* [Data provided]:
## Start

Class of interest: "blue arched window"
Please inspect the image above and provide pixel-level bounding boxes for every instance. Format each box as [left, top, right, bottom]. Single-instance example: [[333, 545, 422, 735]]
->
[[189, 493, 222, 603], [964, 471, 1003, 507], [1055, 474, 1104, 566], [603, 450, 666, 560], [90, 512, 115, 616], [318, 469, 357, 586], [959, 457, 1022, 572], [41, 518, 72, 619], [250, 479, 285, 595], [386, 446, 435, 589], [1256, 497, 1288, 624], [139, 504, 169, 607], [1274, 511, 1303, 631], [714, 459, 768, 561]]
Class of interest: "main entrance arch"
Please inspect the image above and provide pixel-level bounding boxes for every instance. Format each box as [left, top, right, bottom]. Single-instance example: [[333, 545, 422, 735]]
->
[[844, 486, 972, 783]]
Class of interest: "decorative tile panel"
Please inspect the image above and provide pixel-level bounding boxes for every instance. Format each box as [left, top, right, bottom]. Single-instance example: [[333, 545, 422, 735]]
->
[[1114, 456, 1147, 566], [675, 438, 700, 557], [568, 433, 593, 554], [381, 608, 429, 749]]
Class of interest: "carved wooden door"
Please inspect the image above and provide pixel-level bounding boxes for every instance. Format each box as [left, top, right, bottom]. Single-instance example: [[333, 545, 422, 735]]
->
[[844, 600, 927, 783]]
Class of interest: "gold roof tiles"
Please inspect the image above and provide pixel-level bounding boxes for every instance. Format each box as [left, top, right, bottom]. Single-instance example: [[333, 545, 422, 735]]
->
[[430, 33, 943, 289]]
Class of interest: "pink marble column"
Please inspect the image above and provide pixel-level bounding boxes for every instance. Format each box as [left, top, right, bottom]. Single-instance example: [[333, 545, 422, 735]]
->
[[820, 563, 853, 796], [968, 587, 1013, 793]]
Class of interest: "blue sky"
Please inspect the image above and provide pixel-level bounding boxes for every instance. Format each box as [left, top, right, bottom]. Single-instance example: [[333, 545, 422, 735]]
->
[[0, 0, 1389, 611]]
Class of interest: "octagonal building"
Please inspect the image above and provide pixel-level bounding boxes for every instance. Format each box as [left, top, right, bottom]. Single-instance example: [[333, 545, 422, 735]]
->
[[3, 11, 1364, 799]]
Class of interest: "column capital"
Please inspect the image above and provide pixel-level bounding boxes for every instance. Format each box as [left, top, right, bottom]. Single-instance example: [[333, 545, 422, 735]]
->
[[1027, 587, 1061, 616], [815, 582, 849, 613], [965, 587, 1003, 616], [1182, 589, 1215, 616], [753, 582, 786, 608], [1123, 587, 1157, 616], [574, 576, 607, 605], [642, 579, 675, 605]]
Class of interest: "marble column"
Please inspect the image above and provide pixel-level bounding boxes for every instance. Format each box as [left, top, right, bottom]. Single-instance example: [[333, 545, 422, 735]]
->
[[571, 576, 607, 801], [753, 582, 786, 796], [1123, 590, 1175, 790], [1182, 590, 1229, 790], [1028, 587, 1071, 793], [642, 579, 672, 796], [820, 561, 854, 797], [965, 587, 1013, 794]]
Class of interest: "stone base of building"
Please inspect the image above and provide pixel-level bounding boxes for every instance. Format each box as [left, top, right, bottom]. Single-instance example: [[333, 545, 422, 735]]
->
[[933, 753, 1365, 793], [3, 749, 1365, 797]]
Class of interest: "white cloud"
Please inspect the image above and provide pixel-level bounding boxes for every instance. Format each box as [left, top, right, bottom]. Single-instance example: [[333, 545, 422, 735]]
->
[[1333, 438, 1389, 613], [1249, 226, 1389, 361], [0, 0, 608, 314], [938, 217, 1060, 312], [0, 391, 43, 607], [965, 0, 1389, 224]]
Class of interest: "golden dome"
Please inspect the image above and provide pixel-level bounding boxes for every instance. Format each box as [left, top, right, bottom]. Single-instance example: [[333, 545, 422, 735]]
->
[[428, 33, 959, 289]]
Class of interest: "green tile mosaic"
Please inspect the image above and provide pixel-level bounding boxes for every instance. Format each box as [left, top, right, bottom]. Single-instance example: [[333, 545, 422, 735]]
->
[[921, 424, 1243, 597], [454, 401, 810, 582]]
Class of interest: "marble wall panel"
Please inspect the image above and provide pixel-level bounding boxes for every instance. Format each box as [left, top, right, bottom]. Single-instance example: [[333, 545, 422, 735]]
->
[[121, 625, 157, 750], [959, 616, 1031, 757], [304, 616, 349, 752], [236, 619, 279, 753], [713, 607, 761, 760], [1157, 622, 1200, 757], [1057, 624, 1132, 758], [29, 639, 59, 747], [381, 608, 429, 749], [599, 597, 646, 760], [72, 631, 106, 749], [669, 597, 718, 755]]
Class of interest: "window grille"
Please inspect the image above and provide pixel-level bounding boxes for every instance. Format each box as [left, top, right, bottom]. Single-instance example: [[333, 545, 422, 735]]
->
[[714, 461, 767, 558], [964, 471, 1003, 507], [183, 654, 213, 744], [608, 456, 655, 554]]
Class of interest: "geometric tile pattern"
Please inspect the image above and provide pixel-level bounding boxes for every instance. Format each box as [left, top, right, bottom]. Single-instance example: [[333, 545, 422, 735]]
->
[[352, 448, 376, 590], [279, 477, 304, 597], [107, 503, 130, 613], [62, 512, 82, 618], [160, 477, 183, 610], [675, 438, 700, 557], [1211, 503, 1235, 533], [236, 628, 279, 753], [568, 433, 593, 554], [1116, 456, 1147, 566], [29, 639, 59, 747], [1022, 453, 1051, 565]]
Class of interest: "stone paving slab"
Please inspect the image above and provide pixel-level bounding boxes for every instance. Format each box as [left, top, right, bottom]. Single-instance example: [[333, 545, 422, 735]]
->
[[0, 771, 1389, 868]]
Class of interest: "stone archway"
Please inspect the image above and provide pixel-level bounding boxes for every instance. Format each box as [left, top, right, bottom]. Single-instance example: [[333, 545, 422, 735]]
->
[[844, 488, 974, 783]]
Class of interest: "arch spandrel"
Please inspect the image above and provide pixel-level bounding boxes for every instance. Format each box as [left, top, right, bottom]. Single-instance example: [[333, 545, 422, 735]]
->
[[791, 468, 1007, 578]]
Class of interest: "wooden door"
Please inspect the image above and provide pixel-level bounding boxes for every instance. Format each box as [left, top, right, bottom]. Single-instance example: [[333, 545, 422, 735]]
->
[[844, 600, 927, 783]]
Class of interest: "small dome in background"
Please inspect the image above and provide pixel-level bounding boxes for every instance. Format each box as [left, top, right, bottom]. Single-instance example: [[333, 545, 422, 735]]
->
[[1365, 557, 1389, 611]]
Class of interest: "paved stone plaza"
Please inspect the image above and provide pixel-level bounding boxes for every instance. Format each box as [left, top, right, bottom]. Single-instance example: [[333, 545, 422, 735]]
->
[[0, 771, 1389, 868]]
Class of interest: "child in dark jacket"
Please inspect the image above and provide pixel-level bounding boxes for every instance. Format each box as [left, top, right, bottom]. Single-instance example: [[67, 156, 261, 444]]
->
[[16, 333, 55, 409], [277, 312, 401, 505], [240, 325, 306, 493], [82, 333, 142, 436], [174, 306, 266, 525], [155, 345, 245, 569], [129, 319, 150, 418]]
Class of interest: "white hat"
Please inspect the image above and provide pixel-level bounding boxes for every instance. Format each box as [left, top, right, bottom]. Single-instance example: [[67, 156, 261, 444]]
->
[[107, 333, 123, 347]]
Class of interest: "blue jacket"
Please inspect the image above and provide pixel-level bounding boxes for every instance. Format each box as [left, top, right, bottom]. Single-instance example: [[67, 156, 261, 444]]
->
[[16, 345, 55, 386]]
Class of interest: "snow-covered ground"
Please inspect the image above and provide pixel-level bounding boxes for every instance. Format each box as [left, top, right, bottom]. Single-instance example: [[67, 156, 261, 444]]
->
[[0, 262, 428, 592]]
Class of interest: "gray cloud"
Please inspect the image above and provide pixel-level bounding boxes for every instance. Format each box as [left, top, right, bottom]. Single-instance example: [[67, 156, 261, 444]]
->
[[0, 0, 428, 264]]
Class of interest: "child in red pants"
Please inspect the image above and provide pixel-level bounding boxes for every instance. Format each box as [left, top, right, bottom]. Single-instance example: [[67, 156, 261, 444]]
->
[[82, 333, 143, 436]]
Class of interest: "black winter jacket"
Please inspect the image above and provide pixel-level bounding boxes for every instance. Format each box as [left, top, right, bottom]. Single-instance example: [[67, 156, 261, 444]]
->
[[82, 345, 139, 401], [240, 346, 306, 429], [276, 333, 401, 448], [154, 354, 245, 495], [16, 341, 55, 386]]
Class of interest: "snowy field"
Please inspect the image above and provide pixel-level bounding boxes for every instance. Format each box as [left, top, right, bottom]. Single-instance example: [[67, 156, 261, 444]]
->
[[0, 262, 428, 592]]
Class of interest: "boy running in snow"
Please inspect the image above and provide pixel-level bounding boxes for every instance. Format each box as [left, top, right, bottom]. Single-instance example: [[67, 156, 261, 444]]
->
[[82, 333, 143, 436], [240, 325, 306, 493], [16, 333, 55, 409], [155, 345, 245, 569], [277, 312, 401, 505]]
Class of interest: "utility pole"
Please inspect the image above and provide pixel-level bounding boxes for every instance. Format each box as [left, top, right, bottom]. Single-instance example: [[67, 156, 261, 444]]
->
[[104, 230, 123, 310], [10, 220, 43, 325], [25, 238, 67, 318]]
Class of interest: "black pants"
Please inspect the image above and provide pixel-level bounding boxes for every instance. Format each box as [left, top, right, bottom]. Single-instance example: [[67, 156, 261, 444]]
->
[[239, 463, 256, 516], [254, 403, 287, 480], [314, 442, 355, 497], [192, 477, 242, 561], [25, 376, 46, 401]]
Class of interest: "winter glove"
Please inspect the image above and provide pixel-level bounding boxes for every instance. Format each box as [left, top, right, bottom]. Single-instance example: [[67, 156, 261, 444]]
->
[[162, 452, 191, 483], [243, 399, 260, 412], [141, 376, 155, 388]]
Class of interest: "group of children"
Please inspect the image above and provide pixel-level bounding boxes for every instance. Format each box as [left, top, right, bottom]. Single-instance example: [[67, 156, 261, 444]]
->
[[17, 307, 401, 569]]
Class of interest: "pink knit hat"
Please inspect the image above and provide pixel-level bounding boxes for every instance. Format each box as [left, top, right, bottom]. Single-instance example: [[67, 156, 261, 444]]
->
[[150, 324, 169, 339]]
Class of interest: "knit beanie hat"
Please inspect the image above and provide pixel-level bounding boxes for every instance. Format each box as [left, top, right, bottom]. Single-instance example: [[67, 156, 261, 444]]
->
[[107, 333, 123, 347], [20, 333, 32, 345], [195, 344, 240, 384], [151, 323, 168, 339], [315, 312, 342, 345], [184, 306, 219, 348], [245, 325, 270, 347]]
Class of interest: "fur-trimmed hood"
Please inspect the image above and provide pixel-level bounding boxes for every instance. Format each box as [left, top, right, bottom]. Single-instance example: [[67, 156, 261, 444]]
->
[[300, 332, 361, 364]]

## End

* [Work to be completed]: Report how many lines in the data above contain the string "panel", matching case exactly. Give only the number.

* [Written solution]: 2